* INSTRUCTIONS FOR THE TASK
According to the case summary below, in what month and year did the Supreme Court of Canada grant the Attorney General of Newfoundland and Labrador leave to appeal?

* SOURCE PASSAGE
Amnesty International is represented in this case by Perri Ravon, Ryan Beaton, Audrey Mayrand, and Francis Larocque. 


A group of Innu claimed Aboriginal land rights to the Nitassinan territory, which overlaps both Quebec and Labrador. In an application to the Superior Court of Quebec, the Innu claimed that the activities of two corporations, the Iron Ore Company of Canada and the Quebec North Shore and Labrador Railway Company were causing social, cultural, spiritual, and economic damage to their communities, preventing them from practicing their traditional way of life, for which the companies were civilly liable.

The Attorney General of Newfoundland and Labrador (NL) then filed an application to remove Labrador from this proceeding, taking the position that the Superior Court of Quebec lacked jurisdiction over the aspects of the claim that concerned Labrador. The Court held that, per the Civil Code of Quebec, Quebec courts do have jurisdiction, since the companies had head offices in Quebec and since part of the injury was suffered in Quebec. The Attorney General of NL appealed the Court’s decision at the Quebec Court of Appeal, who dismissed the appeal on the grounds that the Superior Court of Quebec was in fact the court of competent jurisdiction given the substantial connection with Quebec and in light of the particular nature of Indigenous rights. The Court of Appeal also noted that it would be against the interests of access to justice and proportionality to sever Labrador from the claim of the Innu. That is, it would be too onerous to expect the Innu to bring forward the same claims in two different provinces, and so they should be able to bring their claim in full to the Superior Court of Quebec. The Court of Appeal also held that the doctrine of interprovincial jurisdictional immunity does not bar Quebec courts from having jurisdiction.

Leave to appeal the Quebec Court of Appeal decision was granted to the Attorney General of NL by the Supreme Court of Canada in November 2018.


Amnesty International’s submissions at the Supreme Court emphasized the importance of Canada’s international human rights obligations, particularly those surrounding Indigenous peoples and their land rights. We argued that the right to an effective remedy is guaranteed to Indigenous peoples under international law for violations of their rights to lands, territories and resources. The right to an effective remedy is codified in the International Covenant on Civil and Political Rights and other international human rights instruments to which Canada is bound.

The UN Declaration on the Rights of Indigenous Peoples (UNDRIP) also protects Indigenous peoples’ right to redress, right to just and fair procedures for the resolution of conflicts, and right to effective remedies for the infringement of their land rights. We thus argued that Canada’s international legal obligation to guarantee an effective remedy to Indigenous peoples should inform the Court’s interpretations in this case.

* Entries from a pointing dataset
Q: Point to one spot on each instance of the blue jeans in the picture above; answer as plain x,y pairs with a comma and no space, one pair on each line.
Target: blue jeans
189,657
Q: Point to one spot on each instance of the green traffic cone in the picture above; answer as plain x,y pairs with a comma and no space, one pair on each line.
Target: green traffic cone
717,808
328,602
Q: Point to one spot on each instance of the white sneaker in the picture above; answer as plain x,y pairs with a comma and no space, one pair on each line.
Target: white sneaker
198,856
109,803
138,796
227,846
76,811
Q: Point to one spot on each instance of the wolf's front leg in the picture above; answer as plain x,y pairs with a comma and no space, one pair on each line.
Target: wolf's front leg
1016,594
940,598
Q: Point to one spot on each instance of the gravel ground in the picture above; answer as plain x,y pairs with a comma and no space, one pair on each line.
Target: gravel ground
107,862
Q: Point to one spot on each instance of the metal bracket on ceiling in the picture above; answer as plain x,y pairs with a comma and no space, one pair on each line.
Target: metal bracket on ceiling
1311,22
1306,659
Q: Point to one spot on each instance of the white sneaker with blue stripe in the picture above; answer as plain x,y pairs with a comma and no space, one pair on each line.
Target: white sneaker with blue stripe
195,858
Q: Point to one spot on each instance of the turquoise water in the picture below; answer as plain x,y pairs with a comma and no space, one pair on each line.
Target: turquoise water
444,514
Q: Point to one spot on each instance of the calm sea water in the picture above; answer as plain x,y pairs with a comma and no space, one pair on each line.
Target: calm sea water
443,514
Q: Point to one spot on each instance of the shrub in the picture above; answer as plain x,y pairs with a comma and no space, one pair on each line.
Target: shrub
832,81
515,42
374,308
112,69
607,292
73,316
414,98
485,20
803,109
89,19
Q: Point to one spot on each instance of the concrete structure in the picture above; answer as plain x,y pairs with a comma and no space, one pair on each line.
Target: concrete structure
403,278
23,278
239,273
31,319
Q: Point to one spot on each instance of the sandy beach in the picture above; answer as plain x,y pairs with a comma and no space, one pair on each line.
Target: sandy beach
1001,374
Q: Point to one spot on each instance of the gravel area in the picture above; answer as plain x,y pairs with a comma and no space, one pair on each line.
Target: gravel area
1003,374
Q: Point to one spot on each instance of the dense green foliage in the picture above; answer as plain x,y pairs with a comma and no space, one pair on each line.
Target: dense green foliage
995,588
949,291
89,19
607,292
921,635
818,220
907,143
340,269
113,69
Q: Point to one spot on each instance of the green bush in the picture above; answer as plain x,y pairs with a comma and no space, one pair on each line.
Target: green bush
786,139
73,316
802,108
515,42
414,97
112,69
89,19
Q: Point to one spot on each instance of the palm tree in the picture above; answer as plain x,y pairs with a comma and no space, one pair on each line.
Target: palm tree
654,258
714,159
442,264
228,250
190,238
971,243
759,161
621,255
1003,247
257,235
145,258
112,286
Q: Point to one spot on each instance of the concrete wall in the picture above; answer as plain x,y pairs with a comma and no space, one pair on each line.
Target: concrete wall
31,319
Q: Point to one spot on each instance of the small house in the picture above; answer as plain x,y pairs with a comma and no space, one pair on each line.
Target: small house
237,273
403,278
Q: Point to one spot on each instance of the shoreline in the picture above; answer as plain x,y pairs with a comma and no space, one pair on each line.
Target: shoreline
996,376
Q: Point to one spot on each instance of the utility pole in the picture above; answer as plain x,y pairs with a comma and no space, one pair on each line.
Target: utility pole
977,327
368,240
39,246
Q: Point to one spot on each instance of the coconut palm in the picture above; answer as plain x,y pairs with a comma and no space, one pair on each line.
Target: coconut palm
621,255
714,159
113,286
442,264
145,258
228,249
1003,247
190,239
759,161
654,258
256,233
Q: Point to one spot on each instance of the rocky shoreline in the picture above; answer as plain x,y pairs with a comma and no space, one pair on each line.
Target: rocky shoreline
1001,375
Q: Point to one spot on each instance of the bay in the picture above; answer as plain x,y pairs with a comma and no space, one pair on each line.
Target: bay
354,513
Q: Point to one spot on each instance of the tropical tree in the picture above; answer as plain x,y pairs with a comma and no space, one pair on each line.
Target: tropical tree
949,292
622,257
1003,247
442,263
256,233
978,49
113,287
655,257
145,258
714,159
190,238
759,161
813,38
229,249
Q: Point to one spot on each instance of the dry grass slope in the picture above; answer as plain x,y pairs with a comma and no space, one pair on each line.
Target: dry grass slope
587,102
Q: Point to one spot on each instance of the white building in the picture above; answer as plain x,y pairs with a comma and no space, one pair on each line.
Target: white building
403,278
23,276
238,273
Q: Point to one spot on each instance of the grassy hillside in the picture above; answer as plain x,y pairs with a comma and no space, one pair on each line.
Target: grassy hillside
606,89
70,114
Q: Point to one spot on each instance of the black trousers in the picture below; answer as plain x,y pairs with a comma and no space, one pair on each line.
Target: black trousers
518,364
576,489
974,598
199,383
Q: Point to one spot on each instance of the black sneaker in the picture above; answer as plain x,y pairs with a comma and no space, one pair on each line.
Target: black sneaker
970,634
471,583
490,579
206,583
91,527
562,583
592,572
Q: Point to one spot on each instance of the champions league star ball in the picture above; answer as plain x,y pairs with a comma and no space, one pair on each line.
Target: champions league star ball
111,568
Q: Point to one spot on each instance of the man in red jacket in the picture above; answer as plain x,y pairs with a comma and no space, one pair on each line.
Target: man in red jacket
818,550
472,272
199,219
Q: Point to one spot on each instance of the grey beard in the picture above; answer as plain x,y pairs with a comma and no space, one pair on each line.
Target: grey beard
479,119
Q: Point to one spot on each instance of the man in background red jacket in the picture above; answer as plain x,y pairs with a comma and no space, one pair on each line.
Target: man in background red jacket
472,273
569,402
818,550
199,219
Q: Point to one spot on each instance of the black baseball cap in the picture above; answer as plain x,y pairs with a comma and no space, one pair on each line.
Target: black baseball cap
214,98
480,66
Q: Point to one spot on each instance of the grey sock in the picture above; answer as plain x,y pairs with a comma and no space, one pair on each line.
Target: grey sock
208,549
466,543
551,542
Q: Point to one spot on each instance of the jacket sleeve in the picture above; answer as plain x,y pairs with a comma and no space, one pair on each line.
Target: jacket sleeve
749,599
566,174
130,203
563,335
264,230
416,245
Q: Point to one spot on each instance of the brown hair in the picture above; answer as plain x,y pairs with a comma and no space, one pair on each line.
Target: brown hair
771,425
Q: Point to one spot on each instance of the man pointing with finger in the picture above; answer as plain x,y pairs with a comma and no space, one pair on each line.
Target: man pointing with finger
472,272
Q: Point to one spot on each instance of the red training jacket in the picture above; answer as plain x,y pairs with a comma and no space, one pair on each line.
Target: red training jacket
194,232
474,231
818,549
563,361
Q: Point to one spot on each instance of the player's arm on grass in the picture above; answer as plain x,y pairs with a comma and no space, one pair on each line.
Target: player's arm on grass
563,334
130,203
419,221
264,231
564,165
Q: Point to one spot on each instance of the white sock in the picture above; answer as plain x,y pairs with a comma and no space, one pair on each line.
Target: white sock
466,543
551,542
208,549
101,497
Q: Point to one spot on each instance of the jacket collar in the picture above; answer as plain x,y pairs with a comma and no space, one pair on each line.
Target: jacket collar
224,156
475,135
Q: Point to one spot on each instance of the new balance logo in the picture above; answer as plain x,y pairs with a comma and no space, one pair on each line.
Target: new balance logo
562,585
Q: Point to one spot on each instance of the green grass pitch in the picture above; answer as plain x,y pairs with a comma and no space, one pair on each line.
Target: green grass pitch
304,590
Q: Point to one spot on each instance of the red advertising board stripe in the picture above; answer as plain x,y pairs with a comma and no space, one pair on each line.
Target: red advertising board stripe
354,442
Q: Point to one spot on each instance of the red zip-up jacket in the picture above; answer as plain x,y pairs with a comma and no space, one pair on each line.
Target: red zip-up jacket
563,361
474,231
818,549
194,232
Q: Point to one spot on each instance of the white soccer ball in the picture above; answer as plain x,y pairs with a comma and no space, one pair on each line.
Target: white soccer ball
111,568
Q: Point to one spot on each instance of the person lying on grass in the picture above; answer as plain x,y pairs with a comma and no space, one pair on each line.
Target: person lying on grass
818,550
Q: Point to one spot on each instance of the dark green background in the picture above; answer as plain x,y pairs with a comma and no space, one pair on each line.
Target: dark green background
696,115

* COMPLETE RESPONSE
November 2018.